- Given problem: Rename "perception module" to "vision system" in the part of the data below that opens with the line containing "As a warehouse robot's perception module, locate gabled" and closes with the line containing "166, 30, 267, 96". Give back only that part, with everything else unchanged.

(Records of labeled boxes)
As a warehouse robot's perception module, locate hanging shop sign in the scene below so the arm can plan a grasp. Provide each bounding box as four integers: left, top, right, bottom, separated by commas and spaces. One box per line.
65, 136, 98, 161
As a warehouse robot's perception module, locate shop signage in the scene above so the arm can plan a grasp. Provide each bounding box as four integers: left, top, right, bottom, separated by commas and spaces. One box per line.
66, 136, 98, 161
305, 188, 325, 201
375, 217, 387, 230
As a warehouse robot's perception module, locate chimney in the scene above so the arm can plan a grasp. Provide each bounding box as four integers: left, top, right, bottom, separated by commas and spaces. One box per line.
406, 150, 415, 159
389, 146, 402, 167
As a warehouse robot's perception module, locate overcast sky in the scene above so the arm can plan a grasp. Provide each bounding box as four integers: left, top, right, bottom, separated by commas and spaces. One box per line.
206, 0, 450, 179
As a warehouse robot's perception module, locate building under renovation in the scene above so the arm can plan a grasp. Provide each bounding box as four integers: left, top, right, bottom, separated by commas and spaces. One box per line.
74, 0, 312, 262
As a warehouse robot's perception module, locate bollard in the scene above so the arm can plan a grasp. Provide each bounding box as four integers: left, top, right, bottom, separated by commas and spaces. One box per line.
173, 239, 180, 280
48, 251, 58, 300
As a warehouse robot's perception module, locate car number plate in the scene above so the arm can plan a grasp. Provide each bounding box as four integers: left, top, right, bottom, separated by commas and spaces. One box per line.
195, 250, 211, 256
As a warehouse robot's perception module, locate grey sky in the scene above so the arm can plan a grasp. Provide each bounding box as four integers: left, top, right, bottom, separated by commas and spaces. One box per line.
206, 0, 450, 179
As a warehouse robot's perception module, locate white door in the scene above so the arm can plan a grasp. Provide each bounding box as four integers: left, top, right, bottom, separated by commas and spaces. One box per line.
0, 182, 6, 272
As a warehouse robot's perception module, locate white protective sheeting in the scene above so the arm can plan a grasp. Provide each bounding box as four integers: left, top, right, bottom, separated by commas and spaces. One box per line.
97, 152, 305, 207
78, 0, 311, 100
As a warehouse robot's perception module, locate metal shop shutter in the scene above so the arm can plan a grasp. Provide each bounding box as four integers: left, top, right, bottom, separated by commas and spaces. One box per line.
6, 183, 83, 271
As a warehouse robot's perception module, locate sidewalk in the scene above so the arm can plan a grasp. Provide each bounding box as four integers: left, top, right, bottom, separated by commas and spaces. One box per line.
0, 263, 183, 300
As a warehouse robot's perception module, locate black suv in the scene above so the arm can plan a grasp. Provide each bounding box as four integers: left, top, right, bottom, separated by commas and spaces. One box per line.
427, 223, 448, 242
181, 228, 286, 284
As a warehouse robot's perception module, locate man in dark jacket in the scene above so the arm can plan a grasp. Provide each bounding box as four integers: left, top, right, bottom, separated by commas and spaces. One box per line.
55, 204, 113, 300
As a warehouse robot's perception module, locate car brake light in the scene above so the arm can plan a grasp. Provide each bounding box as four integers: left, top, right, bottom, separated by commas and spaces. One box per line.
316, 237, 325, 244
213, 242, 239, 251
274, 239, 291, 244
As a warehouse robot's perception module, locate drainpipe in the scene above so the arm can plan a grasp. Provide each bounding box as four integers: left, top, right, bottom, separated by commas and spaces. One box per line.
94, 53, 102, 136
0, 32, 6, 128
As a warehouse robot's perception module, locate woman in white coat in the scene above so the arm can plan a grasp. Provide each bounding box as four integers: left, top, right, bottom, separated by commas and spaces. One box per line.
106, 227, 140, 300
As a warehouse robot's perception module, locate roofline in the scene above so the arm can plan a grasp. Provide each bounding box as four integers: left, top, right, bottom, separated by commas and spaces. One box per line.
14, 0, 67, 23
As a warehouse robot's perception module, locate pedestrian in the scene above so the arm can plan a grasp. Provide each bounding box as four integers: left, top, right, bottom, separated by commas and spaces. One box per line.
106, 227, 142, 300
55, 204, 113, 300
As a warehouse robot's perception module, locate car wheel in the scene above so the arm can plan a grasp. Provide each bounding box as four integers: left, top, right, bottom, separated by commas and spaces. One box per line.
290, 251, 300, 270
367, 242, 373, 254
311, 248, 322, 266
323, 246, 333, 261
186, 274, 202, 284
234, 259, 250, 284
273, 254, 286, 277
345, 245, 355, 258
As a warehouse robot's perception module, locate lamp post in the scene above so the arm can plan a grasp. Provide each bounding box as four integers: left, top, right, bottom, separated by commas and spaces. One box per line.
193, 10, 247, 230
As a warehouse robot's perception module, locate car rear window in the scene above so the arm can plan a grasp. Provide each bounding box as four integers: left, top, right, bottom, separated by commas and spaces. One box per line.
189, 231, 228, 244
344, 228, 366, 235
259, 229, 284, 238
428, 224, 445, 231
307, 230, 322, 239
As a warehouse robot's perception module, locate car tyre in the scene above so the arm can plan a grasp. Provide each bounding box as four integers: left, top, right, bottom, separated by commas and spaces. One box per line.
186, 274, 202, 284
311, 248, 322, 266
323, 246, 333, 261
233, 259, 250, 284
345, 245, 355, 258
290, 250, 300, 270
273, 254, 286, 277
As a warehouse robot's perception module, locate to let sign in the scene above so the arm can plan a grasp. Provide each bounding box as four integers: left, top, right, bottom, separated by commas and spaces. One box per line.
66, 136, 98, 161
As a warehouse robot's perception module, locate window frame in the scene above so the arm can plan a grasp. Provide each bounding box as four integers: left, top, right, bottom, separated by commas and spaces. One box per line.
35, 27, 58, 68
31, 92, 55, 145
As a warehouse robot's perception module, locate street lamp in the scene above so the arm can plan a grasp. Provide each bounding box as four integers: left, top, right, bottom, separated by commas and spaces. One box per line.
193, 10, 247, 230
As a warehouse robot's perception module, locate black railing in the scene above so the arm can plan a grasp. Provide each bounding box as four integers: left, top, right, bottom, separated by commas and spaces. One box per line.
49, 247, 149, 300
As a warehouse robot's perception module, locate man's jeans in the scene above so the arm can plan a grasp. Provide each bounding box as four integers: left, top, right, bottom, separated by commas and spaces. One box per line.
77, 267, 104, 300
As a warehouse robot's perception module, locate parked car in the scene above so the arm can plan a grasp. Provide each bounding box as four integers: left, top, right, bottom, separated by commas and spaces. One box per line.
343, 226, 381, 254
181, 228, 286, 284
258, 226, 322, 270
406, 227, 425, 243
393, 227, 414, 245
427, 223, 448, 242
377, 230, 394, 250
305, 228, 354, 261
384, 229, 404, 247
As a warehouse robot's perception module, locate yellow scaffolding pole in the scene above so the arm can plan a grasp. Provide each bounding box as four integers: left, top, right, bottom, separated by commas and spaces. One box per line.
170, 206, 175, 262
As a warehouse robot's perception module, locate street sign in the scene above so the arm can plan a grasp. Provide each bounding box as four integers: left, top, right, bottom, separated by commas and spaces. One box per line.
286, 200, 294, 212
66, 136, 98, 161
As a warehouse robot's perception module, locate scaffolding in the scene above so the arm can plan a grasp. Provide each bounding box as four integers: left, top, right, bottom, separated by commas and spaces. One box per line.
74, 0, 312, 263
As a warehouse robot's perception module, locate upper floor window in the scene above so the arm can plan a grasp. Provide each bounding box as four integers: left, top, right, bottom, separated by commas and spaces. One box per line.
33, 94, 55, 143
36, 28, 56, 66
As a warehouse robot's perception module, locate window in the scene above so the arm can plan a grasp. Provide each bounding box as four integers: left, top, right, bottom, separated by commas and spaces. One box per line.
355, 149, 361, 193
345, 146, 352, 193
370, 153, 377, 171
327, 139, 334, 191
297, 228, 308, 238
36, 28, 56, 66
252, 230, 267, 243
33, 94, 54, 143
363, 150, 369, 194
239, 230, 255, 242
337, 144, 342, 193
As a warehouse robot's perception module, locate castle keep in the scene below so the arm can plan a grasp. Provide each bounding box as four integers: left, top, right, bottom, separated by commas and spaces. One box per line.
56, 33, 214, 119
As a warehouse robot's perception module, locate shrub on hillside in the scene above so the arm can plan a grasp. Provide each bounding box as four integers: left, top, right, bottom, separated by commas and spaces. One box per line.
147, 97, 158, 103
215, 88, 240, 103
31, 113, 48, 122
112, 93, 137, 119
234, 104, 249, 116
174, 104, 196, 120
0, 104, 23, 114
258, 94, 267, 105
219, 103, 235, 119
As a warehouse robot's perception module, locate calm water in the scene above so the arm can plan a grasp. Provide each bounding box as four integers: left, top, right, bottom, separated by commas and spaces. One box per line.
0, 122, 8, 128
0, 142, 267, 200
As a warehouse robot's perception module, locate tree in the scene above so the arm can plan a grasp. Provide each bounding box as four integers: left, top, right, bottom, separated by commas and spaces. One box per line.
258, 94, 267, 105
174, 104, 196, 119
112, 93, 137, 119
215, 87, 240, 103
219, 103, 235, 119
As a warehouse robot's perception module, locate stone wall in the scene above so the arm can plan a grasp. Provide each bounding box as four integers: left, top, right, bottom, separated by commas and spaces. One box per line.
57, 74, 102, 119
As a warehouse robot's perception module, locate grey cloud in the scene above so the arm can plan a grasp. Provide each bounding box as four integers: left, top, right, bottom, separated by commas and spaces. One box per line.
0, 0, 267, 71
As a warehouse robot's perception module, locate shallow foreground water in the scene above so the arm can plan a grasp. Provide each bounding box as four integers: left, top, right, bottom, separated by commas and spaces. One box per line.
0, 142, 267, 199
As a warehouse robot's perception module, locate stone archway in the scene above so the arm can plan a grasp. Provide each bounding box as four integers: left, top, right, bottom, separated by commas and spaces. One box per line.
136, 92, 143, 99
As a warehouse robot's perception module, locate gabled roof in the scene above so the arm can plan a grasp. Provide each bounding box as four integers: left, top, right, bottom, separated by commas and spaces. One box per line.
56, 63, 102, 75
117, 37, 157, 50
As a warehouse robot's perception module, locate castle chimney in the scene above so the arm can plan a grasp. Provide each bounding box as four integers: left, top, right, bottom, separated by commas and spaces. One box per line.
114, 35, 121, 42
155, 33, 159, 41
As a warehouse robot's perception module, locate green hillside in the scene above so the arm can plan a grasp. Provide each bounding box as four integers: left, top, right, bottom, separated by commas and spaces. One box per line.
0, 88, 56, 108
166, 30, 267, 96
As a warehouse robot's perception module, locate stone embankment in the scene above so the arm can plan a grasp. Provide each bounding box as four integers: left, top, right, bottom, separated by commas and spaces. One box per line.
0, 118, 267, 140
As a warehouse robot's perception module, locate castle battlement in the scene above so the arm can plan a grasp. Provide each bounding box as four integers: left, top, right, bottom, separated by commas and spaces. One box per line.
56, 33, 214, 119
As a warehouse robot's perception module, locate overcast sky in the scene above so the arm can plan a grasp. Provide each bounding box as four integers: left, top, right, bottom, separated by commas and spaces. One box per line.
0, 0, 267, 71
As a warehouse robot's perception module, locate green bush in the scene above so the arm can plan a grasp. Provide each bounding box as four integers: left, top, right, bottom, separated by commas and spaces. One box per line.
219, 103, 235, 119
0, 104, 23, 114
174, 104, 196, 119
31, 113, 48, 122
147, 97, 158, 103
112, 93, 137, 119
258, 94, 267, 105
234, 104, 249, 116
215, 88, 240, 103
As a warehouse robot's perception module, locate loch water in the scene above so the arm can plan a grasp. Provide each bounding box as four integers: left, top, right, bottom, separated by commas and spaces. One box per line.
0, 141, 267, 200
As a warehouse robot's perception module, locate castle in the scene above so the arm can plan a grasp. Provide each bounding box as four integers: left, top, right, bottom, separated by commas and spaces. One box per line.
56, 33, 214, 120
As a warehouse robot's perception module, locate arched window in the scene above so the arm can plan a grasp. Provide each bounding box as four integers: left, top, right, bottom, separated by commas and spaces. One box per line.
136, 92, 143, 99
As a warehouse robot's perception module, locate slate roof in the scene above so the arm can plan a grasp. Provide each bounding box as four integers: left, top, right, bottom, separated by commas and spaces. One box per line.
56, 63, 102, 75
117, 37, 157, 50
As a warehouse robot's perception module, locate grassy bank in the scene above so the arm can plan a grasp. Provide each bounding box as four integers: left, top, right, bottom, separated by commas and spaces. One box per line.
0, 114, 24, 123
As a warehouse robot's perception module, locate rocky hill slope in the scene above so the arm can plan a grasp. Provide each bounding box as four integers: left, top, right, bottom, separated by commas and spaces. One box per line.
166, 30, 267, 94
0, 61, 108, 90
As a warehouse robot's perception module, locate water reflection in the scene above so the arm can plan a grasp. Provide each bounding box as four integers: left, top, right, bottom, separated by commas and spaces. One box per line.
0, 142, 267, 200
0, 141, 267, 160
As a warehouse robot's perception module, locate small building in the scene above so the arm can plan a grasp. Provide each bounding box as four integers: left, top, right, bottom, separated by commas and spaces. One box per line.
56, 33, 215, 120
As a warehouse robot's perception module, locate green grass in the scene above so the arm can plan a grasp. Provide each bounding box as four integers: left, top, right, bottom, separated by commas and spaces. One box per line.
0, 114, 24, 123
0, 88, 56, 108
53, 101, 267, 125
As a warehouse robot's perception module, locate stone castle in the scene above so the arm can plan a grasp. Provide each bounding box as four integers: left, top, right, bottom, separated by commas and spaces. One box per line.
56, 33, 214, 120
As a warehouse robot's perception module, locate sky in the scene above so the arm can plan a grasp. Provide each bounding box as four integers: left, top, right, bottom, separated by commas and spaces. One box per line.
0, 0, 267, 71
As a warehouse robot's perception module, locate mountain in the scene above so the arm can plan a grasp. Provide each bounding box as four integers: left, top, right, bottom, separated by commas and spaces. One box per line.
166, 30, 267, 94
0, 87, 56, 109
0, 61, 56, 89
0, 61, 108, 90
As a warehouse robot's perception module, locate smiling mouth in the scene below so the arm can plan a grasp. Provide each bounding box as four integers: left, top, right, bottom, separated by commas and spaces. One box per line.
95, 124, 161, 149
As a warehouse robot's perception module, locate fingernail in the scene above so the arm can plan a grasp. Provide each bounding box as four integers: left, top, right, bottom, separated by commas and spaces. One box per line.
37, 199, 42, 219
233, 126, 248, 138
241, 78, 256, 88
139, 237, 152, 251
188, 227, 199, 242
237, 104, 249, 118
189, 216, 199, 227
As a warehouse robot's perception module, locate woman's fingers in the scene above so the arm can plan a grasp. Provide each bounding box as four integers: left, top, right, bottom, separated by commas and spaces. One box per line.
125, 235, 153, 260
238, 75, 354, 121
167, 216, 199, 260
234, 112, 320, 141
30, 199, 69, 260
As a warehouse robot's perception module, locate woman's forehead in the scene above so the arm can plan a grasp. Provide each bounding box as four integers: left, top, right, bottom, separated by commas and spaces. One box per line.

- Written solution:
As a warehouse robot's vision system, locate gabled roof in the scene above so the arm can plan a grasp. Provide each bounding box as four integers: left, top, right, bottom, separated by commas and spaces. One box per line.
56, 63, 102, 75
117, 37, 157, 50
As a warehouse robot's vision system, locate castle chimney in the scene above so the arm can plan a grasp. Provide each bounding box as four integers: left, top, right, bottom, separated by commas and spaces. One box per line.
114, 35, 121, 42
155, 33, 159, 41
As a warehouse robot's vision system, locate green hillside in the scene above so the arm can plan a grasp. Provide each bounding box as four integers: left, top, right, bottom, separated by commas and spaces. One box per line.
0, 88, 56, 108
166, 30, 267, 96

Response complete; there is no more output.